__What you should do__:
In the passage on bank directors below, how many directors control the Bank of England?

__Supplied passage__:

NO DIRECTOR SHOULD ASSUME ANTAGONISTIC DUTIES.

The law usually regards bank directors as an entirety under the title of a Board. The duties and powers which are conferred on the Board by the charters of Safety

Fund Banks, may be classed as legislative, supervisory, and appointing. The legislative power consists in creating such offices as the business of the bank shall render necessary, regulating their duties and salaries; directing the modes in which the bank shall be conducted, and generally all that pertains to the management of the stock, property, and effects of the Corporation. The appointing power consists in selecting proper incumbents, for the created offices; while the supervisory power is indicated by all the foregoing, and by the ability to dismiss the appointees at pleasure. But a man cannot properly supervise himself in the performance of public services, nor limit and regulate their extent, nor fix his compensation therefor; hence the pow ers of the Board can be exercised efficiently only on persons who are not members thereof. Nor is the inexpediency of uniting in the same person the duties of grantor and grantee, master and servant, agent and principal, a contrivance of man; it proceeds from his organization. No person can sit at a Board of Directors without observing that agents who are not directors, are supervised more freely than agents who are directors. A practical admission of this is evinced by some discount boards, who, in deciding on paper offered by directors, vote by a species of ballot, while in other boards, the offered notes are passed under the table, from seat to seat; and a note is deemed rejected, if, in its transit, some director has secretly folded down. one of its corners. Had the United States Bank been supervised by a board disconnected from executive duties, it would not have permitted its chief officer to persevere in the measures which ultimately ruined the Corporation, though its capital was thirty-five millions of dollars. Even the separation of a Legislature into two chambers, checks the esprit du corps and pride of opinion, which would urge

one chamber into extremes, with no means of extrication from a false position. A separation operates like the break of continuity in an electric telegraph, arresting a common sympathy, passion, or prejudice, which, in a single chamber, rushes irresistibly to its object. Still, in many banks, (the Bank of England included,) the President (entitled Governor, in the Bank of England) is the chief executive officer, as well as head of the legislative department. The Bank of England is, however, controlled by twenty-four directors, the largeness of which number naturally mitigates the influence of the members individually, and hence diminishes ratably the objection against its executive organization. Such an organization may operate well where the Board consists of a small number of members, yet the good is not a consequence of the organization, but in despite thereof; for whatever weakens the power of supervision, must diminish its benefits. The joint stock banks of England are all controlled by officers called Managers, and who are not members of the Board, though they sit thereat ex officio, for mutual explanation and instruction.

THE EXECUTIVE SHOULD BE SINGLE, NOT MULTIform.

That the Board should legislate, supervise, and appoint, but not execute, occasioned, probably, the exclusion from the directorship, that early prevailed and widely continues, of the person who occupies the office of cashier, and who, with us, was once almost universally the chief executive bank officer. But the executive power, however located, should centre in only one person; a divided responsibility creating necessarily a divided vigilance. Thirteen men acting as an executive will not produce the vigilance of one man multiplied by thirteen: but rather the vigilance of one man divided by thirteen. The inspection of a picture

by ten thousand promiscuous men will not detect as many imperfections in it as the scrutiny of one person, intent on discovering to the extent of his utmost vigilance; hence large assemblies refer every investigation to a small committee, the chairman of which is expected to assume the responsibility of the examination, while the other members are more supervisors than actors. Here again, as in most other modes which business assumes, by chance apparently, our organization dictates the mode. When, therefore, we want an army of the highest efficiency, we possess no alternative but to entrust it to a single commander-in-chief; and if we want a bank of the highest efficiency as respects safety and productiveness, we must entrust it to a single executive, under any title we please, but to one man, who will make the bank the focus of his aspirations, and know that on his prudence and success will depend the character he most affects, and the duration of his office, with all its valued associations and consequences.

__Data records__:

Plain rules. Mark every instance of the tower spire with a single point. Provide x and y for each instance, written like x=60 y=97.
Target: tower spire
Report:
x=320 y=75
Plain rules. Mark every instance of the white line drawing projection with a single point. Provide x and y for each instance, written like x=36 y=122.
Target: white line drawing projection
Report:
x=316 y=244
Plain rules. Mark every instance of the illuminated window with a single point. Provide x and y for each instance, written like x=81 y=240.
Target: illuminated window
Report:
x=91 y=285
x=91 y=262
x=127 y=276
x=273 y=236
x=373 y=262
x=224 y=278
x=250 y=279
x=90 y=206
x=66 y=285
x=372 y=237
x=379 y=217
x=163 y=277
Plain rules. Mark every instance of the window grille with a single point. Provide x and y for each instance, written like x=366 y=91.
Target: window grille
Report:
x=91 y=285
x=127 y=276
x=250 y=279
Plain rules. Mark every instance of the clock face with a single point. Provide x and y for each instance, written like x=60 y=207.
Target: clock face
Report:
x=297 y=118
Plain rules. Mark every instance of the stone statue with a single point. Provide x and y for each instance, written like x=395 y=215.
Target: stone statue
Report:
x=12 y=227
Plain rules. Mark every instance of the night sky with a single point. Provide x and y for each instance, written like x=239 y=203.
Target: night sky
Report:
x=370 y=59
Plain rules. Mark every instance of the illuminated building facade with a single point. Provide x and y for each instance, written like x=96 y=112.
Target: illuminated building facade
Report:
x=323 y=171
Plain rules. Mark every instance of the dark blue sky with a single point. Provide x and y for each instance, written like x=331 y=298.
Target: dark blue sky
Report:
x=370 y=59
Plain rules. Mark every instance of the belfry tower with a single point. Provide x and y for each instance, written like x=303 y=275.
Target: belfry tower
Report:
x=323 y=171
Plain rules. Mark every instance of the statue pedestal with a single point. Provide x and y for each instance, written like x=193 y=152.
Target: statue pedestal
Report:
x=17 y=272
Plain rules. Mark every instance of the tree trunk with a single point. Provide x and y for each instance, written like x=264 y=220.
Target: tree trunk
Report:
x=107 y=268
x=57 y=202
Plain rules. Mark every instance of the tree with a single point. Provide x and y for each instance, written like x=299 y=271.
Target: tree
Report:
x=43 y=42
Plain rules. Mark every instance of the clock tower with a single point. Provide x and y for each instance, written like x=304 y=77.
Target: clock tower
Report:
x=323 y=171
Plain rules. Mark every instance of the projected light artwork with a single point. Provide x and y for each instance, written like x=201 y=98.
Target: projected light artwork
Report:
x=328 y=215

==

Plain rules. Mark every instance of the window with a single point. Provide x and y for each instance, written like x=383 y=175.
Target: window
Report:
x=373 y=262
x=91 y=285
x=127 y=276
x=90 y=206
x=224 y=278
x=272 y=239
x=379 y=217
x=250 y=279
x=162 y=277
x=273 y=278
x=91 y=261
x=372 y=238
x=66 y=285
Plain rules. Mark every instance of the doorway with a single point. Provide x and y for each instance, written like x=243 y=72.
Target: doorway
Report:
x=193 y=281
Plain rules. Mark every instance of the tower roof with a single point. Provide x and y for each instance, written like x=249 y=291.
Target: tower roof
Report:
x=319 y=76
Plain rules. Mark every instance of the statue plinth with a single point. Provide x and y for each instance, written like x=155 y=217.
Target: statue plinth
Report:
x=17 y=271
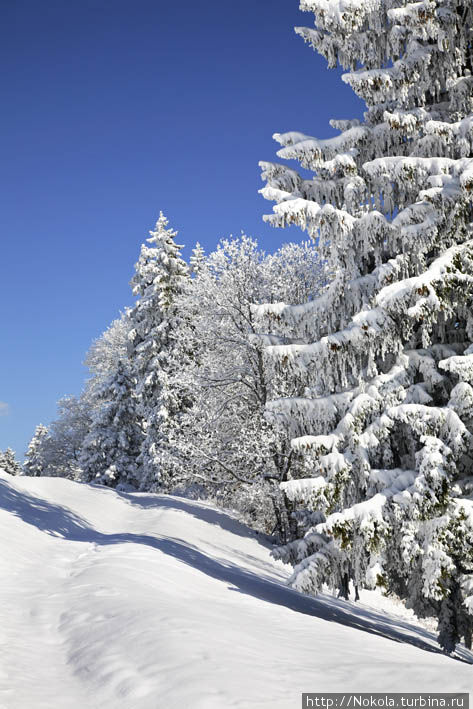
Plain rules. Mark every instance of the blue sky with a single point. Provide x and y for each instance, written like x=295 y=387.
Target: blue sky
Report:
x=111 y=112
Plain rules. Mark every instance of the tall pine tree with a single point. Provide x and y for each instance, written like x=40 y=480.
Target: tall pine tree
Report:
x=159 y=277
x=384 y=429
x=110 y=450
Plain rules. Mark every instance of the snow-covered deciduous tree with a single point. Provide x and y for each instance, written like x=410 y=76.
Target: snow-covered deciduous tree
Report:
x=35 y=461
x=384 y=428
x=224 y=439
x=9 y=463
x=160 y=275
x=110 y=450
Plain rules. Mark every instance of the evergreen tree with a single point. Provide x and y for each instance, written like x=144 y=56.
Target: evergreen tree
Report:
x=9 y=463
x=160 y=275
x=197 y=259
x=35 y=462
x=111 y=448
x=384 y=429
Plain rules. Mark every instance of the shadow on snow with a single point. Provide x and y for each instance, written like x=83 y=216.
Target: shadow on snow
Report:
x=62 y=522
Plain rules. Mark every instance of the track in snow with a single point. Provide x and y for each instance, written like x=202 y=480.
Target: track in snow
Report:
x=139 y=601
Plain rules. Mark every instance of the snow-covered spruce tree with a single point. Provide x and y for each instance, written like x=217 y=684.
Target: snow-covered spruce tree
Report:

__Response below__:
Twenty-four directors control the Bank of England.